• Things to do
A: Rewrite the paid family leave text between "Paternity leave also" and "force participation rate.", inclusive, substituting "noncustodial" for "nonresident".
B: Translate this sentence from the paid family leave text into Spanish: "But paid leave only increases equity when the program gives equal benefits."

A Father’s Day guide to paid family leave

This article was produced in partnership by the Center for Economic and Policy Research and Economy for All, a project of the Independent Media Institute.

As announced recently, President Biden has included paid family and medical leave in the American Families Plan. Additionally, Rep. Richard Neal (D-MA) has introduced a similarly generous and inclusive paid family and medical leave bill. Both proposals raise the possibility that working fathers in any state will be able to take paid leave when they have a new infant.

Numerous studies have shown that fathers’ involvement early on in a child’s life greatly benefits children’s development. Paid parental leave allows fathers to increase engagement with children, which is associated with higher educational outcomes for children and improved socio-emotional health. A study on California’s paid leave policy shows that paid parental leave reduces food insecurity and child poverty and results in better child health outcomes.

Paternity leave also greatly benefits parents who do not share the same household. When nonresident fathers have access to paternity leave, they are more likely to be involved in their child’s life and have a trusting relationship with their parenting partner.

Importantly, paternity leave has a host of benefits for mothers. When fathers are at home longer through paternity leave, they are able to share more of the childcare duties with mothers and typically continue to share childcare responsibilities as the child gets older. As a result, women have more time to pursue necessary health care, improving women’s postpartum health outcomes, and more opportunities to further their careers and gain higher wages, increasing women’s labor force participation rate.

But paid leave only increases equity when the program gives equal benefits. Nationwide, only around 14 percent of workplaces offer paid paternity leave to all employees, many of which are white-collar firms with highly paid workers.

Without a national gender-neutral paid family leave policy, employers can implement policies that discriminate against fathers, mothers, gender nonconforming families, and adoptive families. For example, some employers have primary caregiver policies, where if a parent cannot prove they are the primary caregiver, they are denied long-term paid parental leave. Some of these policies go as far as to say only birth mothers are considered the primary caregiver. As a result, the ACLU has deemed primary caregiver policies discriminatory toward men.

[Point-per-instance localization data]
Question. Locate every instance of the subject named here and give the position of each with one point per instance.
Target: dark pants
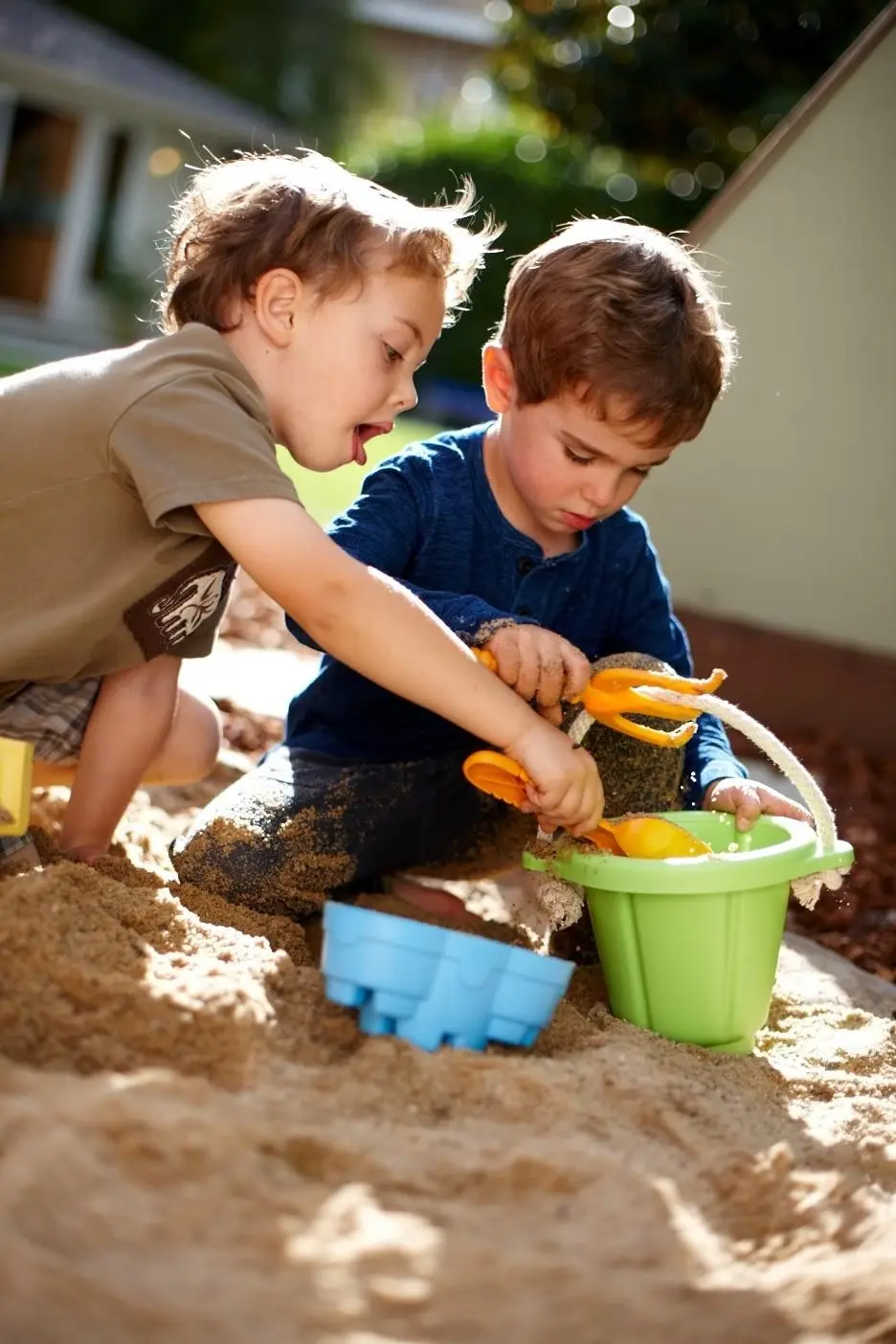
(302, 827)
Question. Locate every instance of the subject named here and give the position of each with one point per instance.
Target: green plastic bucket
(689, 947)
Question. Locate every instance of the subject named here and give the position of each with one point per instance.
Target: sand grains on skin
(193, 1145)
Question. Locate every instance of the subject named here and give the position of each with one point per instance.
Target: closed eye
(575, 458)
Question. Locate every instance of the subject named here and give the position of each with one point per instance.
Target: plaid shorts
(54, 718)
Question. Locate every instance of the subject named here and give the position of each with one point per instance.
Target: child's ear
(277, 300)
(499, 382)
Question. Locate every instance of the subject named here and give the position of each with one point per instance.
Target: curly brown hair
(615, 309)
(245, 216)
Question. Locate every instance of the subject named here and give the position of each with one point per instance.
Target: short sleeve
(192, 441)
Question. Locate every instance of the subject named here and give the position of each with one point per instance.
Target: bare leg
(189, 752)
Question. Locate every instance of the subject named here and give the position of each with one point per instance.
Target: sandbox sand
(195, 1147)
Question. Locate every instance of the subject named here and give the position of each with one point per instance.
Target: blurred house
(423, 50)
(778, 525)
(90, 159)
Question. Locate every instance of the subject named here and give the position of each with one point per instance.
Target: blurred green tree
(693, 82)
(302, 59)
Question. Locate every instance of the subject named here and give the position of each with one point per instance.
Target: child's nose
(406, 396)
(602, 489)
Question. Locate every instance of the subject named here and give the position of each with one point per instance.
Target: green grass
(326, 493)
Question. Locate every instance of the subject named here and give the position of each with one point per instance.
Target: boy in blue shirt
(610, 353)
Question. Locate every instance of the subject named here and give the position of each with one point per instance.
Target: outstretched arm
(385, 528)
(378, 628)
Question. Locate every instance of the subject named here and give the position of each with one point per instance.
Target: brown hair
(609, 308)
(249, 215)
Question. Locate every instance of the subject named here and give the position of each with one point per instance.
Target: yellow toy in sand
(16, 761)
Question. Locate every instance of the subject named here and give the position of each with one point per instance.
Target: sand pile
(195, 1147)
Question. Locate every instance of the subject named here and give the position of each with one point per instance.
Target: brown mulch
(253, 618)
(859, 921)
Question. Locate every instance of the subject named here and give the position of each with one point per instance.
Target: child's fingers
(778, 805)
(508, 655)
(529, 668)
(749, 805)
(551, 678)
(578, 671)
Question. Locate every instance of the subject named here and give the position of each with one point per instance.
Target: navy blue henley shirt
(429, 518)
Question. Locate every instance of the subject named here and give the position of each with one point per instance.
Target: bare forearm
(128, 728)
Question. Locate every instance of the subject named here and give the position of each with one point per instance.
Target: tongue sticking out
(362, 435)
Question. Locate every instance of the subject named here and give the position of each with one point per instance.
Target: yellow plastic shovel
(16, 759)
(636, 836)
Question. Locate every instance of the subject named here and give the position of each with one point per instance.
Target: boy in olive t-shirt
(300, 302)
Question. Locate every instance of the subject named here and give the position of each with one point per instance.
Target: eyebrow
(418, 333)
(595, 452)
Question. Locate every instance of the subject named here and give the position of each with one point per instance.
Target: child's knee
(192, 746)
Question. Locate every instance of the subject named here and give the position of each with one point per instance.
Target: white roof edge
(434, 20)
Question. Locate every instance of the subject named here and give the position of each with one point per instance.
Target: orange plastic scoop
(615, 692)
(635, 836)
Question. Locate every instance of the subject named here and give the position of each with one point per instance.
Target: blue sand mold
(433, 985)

• Answers to the tasks
A:
Paternity leave also greatly benefits parents who do not share the same household. When noncustodial fathers have access to paternity leave, they are more likely to be involved in their child’s life and have a trusting relationship with their parenting partner.

Importantly, paternity leave has a host of benefits for mothers. When fathers are at home longer through paternity leave, they are able to share more of the childcare duties with mothers and typically continue to share childcare responsibilities as the child gets older. As a result, women have more time to pursue necessary health care, improving women’s postpartum health outcomes, and more opportunities to further their careers and gain higher wages, increasing women’s labor force participation rate.

B: Pero la licencia remunerada solo aumenta la equidad cuando el programa otorga beneficios iguales.